▸ TASK GOAL: Rewrite the lines below as a numbered list with blank lines omitted, beginning at the very first line and stopping after the line that contains "61 220 L 60".

▸ PROVIDED INFORMATION:
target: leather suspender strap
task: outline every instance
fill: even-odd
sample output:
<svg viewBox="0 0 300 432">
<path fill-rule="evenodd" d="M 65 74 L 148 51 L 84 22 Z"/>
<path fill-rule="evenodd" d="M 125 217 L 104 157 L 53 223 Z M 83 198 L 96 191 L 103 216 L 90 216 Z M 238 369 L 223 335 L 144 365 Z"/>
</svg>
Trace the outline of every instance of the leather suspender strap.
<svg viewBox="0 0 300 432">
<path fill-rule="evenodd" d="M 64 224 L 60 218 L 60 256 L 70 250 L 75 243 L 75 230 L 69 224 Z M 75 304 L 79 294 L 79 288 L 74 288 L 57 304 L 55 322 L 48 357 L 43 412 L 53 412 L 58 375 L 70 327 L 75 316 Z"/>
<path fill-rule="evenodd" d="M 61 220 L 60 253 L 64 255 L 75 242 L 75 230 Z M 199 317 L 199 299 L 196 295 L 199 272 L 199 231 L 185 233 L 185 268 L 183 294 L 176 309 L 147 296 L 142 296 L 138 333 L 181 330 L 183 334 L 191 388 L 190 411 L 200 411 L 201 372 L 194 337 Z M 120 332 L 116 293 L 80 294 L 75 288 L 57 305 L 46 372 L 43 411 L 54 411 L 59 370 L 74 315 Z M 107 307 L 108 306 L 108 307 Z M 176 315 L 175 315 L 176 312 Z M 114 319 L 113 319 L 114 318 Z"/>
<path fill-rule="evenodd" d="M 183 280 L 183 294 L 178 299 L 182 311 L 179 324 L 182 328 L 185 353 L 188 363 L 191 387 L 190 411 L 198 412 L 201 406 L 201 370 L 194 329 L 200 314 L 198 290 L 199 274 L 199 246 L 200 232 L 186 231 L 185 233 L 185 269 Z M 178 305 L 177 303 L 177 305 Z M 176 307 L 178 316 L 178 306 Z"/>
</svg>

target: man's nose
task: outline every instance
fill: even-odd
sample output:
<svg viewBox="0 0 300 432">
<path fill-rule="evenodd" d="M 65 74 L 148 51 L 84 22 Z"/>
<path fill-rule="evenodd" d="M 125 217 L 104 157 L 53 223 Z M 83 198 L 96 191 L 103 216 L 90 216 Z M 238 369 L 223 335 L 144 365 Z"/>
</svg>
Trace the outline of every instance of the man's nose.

▸ WRITTEN RESPONSE:
1. target: leather suspender strap
2. task: outline every instance
3. fill: even-odd
4. sample output:
5. <svg viewBox="0 0 300 432">
6. <path fill-rule="evenodd" d="M 65 74 L 148 51 L 84 22 Z"/>
7. <path fill-rule="evenodd" d="M 125 217 L 104 157 L 53 223 Z M 83 198 L 96 191 L 103 216 L 90 216 Z M 238 369 L 223 335 L 144 365 Z"/>
8. </svg>
9. Trace the outline of every instance of the leather suspender strap.
10. <svg viewBox="0 0 300 432">
11. <path fill-rule="evenodd" d="M 64 224 L 60 218 L 60 256 L 70 250 L 75 243 L 75 230 L 69 224 Z M 75 304 L 79 294 L 79 288 L 74 288 L 57 304 L 55 322 L 48 357 L 43 412 L 53 412 L 58 375 L 70 327 L 75 316 Z"/>
12. <path fill-rule="evenodd" d="M 61 220 L 60 253 L 64 255 L 75 242 L 75 230 Z M 199 317 L 199 299 L 196 295 L 199 272 L 199 231 L 185 233 L 185 268 L 183 294 L 176 309 L 147 296 L 142 296 L 138 333 L 181 330 L 183 334 L 191 388 L 190 411 L 200 411 L 201 372 L 194 337 Z M 120 332 L 116 293 L 80 294 L 75 288 L 57 305 L 46 372 L 43 411 L 54 411 L 59 370 L 74 315 Z M 107 307 L 108 306 L 108 307 Z M 176 315 L 175 315 L 176 312 Z M 114 319 L 113 319 L 114 318 Z"/>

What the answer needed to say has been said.